WHAT THE TASK REQUIRES:
Which lines in the rows below contain the string "forest", counting case? Show every such line in full.

SUPPLIED DATA:

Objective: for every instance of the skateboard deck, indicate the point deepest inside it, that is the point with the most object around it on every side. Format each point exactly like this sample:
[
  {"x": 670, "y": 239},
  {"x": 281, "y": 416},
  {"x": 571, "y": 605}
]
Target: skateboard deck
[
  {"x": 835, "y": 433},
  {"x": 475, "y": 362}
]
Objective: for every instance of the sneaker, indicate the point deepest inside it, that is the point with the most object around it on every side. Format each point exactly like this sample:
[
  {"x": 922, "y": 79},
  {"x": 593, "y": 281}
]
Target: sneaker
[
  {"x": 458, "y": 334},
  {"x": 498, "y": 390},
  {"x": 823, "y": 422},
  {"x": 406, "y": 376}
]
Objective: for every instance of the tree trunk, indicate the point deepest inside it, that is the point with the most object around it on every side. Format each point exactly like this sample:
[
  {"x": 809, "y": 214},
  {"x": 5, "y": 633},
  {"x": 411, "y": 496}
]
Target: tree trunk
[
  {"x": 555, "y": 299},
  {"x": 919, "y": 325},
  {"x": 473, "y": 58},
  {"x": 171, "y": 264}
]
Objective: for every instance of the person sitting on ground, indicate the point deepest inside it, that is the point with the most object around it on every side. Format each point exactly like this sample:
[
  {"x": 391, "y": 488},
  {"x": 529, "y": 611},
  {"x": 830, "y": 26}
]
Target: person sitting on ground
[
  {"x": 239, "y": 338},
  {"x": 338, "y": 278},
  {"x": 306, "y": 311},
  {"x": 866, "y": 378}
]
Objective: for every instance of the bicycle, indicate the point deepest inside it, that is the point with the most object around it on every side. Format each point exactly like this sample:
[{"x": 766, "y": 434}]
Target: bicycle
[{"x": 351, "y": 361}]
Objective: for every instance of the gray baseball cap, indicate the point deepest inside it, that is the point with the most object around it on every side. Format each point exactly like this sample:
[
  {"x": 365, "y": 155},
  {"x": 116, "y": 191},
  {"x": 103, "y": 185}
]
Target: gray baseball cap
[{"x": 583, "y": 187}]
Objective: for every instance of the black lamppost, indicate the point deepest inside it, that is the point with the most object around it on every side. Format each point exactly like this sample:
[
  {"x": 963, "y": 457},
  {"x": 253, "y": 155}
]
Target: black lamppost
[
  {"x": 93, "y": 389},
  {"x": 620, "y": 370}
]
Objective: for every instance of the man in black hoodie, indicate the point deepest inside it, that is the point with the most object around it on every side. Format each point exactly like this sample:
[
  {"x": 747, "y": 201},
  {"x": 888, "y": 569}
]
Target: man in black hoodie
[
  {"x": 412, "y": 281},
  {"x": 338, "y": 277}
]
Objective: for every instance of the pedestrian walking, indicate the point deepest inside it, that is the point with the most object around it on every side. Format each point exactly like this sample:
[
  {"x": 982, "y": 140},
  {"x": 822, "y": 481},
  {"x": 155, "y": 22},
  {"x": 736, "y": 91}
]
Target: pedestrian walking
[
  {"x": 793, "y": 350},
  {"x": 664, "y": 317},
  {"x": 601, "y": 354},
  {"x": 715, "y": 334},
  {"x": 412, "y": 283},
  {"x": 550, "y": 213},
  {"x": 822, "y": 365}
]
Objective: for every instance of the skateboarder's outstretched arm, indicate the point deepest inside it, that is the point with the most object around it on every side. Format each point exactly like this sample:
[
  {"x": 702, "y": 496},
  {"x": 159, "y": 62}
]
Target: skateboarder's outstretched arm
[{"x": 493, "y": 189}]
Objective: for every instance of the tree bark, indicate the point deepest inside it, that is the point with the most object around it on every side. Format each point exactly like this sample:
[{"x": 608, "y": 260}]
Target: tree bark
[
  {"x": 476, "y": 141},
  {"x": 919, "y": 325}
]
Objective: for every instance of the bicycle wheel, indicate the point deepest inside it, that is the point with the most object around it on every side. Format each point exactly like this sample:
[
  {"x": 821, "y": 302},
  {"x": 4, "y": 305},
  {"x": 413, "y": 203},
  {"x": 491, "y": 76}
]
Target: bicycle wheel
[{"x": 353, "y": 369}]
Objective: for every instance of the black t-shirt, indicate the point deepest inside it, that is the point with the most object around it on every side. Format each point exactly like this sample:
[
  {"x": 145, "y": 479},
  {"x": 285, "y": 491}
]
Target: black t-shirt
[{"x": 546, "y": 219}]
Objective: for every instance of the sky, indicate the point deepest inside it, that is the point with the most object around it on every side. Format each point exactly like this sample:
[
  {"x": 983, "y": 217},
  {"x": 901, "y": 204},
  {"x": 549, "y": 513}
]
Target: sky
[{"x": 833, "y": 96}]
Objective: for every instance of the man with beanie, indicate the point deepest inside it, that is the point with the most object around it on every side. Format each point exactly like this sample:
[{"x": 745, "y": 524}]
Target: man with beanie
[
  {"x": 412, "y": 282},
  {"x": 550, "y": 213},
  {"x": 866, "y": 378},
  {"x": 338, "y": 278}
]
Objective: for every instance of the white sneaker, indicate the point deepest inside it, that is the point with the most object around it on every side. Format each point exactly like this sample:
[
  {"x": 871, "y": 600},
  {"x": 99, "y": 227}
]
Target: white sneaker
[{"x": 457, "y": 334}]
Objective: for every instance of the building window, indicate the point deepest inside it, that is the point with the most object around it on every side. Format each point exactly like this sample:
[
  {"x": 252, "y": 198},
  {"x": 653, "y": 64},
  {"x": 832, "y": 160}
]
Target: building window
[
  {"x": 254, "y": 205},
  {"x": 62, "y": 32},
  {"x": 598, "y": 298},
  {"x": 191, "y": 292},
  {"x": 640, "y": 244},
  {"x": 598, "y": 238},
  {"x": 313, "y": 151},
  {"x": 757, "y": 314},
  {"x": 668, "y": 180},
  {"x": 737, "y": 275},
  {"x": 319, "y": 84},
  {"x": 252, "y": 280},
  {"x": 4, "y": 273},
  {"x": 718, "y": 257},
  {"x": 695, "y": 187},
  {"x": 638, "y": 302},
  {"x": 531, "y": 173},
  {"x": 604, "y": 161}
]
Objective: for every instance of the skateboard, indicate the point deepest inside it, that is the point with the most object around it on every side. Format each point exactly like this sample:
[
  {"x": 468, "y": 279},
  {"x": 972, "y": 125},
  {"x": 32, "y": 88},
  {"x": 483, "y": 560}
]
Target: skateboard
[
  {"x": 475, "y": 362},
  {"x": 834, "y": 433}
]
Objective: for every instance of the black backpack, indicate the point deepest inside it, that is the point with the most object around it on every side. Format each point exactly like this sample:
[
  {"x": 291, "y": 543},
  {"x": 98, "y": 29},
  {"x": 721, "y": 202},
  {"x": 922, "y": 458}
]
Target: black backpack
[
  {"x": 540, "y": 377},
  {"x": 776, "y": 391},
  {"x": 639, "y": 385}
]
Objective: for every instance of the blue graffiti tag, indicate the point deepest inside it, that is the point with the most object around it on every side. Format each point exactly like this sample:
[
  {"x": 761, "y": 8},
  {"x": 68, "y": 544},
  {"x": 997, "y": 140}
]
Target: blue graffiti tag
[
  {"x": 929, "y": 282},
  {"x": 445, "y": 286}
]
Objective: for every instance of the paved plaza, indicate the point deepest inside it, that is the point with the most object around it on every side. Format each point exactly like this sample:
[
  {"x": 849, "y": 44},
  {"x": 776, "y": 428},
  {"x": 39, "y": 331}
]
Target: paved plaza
---
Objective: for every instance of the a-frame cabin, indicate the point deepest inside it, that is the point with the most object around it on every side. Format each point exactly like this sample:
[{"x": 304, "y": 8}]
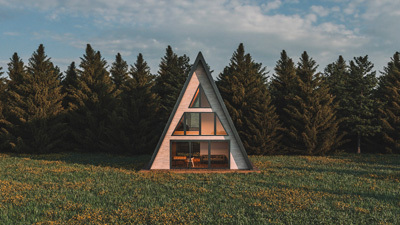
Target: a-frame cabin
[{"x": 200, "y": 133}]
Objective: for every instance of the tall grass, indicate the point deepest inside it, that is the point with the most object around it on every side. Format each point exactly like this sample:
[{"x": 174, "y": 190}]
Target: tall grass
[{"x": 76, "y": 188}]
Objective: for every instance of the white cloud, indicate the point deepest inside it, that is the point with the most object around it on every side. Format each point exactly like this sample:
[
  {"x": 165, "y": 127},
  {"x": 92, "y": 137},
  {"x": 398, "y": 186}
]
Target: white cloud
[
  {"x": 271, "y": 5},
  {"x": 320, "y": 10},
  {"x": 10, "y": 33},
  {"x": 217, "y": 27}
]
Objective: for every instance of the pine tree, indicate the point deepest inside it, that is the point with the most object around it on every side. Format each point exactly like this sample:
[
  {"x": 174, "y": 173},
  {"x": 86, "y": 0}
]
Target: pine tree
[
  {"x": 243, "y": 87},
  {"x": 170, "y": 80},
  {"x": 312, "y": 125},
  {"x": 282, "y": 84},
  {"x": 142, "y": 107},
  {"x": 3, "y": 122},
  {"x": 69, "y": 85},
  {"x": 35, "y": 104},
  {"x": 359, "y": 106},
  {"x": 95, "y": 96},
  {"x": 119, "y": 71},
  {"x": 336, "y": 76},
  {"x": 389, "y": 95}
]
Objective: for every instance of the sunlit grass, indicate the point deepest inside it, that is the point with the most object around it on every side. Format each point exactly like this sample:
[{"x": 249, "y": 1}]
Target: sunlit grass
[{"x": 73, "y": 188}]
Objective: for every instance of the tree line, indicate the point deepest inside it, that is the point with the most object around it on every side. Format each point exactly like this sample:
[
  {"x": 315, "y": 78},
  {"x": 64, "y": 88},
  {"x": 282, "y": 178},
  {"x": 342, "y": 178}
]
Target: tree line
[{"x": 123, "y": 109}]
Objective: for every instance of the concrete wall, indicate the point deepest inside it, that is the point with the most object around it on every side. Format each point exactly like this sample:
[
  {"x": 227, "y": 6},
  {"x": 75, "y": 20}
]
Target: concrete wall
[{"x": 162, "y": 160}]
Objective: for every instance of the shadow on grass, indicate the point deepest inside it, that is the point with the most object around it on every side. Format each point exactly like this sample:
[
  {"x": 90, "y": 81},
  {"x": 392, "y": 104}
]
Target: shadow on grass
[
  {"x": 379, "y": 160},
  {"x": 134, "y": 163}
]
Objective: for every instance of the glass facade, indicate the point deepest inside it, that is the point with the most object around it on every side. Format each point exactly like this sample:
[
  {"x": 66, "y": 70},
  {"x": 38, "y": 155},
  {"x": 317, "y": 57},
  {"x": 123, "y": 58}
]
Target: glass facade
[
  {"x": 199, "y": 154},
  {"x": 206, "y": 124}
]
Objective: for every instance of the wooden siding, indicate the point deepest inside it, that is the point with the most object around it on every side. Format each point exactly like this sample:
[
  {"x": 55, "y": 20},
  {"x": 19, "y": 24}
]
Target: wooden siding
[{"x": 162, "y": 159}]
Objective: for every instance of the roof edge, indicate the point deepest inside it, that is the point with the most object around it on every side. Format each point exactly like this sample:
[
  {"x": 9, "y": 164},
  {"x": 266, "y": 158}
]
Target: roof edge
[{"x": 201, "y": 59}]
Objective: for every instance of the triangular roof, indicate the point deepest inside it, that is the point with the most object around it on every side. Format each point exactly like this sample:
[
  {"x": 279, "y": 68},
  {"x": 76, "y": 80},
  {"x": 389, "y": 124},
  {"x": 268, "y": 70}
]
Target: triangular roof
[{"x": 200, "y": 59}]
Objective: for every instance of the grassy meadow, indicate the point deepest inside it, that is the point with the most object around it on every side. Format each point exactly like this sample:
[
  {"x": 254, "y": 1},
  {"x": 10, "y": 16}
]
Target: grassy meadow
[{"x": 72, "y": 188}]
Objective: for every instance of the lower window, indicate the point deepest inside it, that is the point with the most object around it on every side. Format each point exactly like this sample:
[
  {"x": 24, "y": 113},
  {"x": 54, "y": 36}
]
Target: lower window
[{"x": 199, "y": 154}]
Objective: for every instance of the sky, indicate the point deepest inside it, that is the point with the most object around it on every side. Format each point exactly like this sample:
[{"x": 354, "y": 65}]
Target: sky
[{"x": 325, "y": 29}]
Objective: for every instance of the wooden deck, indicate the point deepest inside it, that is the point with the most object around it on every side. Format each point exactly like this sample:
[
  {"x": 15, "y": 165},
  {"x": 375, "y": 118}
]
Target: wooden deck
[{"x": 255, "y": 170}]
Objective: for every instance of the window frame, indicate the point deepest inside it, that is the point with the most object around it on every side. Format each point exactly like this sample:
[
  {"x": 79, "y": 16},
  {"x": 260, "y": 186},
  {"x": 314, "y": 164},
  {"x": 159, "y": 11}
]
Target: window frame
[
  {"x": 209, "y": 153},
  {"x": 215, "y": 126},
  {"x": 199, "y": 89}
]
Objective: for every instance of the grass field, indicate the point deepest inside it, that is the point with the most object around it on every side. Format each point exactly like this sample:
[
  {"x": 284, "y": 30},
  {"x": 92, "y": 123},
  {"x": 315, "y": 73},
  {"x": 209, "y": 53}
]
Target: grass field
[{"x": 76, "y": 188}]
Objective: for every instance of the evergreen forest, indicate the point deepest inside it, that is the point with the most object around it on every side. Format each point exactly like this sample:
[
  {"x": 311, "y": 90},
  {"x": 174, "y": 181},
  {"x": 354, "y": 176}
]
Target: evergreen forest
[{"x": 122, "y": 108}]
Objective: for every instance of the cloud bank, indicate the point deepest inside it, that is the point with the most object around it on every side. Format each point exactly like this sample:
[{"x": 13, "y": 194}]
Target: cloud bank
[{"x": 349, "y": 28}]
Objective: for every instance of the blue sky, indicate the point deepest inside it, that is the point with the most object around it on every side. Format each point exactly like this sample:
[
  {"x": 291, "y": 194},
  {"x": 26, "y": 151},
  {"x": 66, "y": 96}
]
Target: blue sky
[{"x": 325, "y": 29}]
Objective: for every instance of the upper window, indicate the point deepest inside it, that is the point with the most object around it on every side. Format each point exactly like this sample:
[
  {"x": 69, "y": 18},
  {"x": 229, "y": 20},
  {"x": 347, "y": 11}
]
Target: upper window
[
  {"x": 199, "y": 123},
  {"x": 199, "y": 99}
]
* * *
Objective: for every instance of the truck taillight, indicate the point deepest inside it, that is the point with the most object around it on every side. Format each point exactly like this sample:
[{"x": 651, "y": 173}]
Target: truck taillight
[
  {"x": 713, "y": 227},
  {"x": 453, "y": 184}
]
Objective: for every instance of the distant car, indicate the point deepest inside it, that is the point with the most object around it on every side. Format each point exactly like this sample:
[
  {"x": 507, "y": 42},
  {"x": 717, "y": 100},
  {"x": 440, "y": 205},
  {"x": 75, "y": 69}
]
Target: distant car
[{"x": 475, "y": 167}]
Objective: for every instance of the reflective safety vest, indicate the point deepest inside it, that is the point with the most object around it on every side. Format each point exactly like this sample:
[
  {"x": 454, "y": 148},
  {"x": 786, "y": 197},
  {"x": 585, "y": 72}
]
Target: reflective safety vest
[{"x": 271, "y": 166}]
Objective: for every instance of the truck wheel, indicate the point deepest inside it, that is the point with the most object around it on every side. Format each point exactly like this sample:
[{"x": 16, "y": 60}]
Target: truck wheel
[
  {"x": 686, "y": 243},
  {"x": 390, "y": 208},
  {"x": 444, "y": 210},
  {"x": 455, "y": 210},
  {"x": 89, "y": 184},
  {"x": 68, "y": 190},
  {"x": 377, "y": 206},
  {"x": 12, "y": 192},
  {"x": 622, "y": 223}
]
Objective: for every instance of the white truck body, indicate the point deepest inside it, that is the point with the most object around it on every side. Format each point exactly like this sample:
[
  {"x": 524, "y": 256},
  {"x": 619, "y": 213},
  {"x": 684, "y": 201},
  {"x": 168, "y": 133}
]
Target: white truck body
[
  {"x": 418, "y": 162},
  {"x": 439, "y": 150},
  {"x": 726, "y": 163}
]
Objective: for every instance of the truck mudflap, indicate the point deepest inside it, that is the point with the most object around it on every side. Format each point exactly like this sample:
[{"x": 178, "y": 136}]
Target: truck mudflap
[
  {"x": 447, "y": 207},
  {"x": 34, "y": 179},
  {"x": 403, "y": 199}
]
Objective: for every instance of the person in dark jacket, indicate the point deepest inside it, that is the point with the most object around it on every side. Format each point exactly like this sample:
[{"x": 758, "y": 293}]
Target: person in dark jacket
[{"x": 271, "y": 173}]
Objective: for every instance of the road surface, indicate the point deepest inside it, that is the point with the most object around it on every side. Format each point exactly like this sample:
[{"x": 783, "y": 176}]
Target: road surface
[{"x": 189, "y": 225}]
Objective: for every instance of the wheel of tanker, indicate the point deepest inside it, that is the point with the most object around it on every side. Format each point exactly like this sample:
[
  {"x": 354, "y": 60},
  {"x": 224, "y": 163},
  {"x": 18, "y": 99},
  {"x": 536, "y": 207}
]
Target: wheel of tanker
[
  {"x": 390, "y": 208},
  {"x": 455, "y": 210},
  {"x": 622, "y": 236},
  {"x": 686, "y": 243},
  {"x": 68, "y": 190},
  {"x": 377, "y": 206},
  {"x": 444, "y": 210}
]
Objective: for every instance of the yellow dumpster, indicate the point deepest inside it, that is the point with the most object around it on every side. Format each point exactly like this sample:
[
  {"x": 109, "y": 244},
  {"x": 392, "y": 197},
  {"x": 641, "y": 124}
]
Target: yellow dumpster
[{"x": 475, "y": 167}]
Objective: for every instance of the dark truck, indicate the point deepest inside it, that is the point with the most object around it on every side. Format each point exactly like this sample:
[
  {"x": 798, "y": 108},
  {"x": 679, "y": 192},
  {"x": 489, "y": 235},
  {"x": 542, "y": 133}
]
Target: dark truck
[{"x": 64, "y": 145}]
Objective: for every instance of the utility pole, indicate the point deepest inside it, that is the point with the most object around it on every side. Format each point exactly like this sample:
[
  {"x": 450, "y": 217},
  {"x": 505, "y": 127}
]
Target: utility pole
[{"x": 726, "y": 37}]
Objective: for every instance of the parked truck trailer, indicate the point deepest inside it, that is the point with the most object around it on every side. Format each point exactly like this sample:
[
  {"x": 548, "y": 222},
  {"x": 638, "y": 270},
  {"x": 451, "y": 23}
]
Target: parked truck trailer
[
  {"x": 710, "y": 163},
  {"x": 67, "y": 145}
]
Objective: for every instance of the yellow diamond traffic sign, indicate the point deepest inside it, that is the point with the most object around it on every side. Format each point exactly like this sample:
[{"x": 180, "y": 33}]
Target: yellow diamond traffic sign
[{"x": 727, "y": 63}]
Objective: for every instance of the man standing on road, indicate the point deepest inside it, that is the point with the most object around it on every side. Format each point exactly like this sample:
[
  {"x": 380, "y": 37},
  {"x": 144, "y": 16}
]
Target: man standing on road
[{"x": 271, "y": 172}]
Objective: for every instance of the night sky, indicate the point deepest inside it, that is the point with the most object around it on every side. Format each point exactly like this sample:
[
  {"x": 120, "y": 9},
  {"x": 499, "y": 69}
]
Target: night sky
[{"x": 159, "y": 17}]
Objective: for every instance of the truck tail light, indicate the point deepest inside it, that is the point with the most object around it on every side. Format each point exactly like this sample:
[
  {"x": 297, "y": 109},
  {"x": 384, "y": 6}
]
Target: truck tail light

THE COMPLETED TASK:
Objective: for every instance of the evergreen forest, indicate the point deepest inside it, that is the point with the most object around it on every side. Format each point exactly like this sample:
Target: evergreen forest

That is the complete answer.